Working data –
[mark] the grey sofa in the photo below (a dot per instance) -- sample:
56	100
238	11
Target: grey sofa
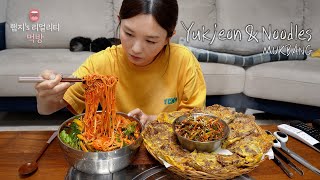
285	83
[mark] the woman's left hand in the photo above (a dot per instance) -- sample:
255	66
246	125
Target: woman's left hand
139	114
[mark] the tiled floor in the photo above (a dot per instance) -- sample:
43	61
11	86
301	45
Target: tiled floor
32	121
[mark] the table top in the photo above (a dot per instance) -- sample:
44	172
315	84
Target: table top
17	148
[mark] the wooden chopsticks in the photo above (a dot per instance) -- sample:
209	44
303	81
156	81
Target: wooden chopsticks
40	79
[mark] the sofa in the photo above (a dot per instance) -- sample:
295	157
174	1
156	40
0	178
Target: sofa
242	28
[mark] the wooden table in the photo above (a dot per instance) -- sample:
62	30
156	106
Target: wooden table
17	148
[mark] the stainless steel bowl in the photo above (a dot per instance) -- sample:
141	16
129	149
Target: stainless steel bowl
191	145
100	162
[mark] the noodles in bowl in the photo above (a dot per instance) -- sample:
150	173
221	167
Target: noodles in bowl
100	142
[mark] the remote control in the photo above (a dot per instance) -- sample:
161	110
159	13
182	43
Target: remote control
315	133
300	135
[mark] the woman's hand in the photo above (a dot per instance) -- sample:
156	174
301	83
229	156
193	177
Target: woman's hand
50	93
139	114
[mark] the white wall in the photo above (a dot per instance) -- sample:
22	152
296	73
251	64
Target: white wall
3	6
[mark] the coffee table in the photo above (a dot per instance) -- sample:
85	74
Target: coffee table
17	148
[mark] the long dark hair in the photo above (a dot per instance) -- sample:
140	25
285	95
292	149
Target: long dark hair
165	12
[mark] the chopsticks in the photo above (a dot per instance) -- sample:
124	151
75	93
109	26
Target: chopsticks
40	79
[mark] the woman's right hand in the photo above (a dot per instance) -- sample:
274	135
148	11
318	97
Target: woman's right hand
50	93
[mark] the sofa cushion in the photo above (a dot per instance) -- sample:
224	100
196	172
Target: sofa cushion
2	36
16	62
290	81
223	79
71	16
311	21
205	11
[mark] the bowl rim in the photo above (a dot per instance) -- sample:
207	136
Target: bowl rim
90	152
200	142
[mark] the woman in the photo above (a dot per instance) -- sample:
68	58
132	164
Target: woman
154	75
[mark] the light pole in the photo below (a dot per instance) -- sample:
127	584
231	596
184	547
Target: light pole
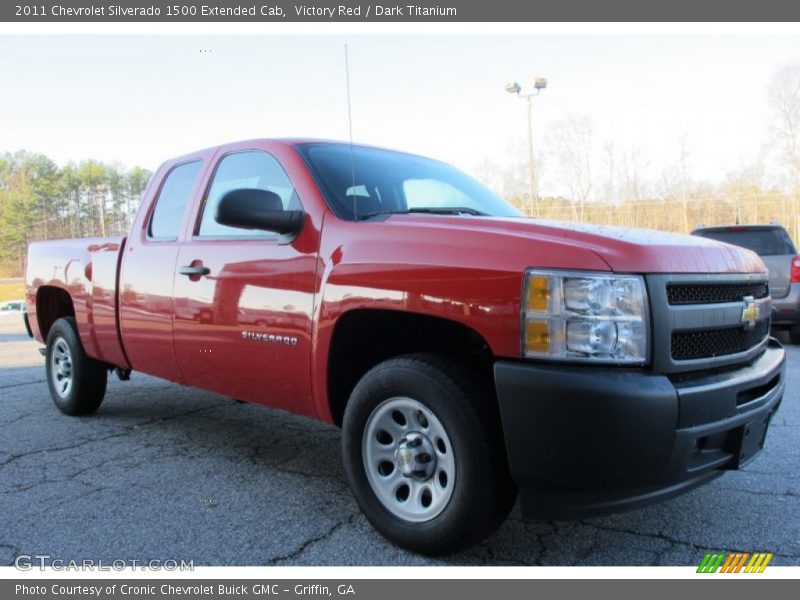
514	88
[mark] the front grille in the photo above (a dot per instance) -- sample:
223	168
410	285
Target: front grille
688	345
715	292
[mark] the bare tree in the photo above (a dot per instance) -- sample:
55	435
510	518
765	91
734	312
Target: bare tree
784	98
572	151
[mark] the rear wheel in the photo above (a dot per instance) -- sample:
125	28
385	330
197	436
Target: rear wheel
424	454
77	382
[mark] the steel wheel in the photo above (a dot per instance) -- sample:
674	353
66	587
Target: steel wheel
61	367
408	459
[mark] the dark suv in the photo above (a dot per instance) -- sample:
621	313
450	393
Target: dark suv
773	244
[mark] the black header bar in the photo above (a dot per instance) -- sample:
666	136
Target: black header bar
427	11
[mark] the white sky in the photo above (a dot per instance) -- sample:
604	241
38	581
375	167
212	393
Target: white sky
142	99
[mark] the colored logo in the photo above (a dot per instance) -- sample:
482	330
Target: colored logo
749	312
734	562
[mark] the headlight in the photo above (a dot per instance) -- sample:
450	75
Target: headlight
600	317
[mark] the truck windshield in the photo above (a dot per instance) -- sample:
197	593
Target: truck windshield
367	182
770	241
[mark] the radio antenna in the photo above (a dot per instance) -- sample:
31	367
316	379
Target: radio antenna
350	125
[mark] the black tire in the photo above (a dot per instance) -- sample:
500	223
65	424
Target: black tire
483	492
88	377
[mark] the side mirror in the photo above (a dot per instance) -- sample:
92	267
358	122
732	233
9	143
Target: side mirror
258	209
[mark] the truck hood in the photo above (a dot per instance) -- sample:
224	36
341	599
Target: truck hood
623	249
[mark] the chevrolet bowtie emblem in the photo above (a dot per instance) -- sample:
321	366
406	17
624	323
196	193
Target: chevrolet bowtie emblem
749	312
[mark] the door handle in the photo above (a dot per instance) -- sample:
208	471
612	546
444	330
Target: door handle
194	270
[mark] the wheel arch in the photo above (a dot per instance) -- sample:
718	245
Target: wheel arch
52	303
365	337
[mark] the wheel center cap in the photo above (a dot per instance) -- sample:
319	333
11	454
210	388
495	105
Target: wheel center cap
415	456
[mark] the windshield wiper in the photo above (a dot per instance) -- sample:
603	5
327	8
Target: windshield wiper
432	210
448	210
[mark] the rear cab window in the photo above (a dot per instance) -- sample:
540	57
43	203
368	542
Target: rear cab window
771	241
172	200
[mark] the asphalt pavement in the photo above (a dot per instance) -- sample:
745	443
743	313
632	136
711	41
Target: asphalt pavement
169	473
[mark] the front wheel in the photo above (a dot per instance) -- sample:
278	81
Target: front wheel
77	382
424	454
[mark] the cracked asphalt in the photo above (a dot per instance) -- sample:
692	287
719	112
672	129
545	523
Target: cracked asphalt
166	472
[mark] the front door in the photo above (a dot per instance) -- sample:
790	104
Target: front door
244	299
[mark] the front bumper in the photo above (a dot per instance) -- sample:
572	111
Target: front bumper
584	441
786	311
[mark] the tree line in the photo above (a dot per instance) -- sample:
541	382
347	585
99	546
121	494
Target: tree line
40	200
602	182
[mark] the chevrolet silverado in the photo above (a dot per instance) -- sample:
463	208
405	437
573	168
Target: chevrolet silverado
469	355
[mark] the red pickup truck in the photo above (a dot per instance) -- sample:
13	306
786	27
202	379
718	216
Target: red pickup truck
469	354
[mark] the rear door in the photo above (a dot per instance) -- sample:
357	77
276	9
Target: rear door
244	299
148	271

Aim of the task – Some lines above contain the word "below". Copy each of them.

Exercise answer –
[mark] the grey sofa in the photo below (a dot per instance) -- sample:
[mark] the light pole in the photo below (a dot per instance) -- sample:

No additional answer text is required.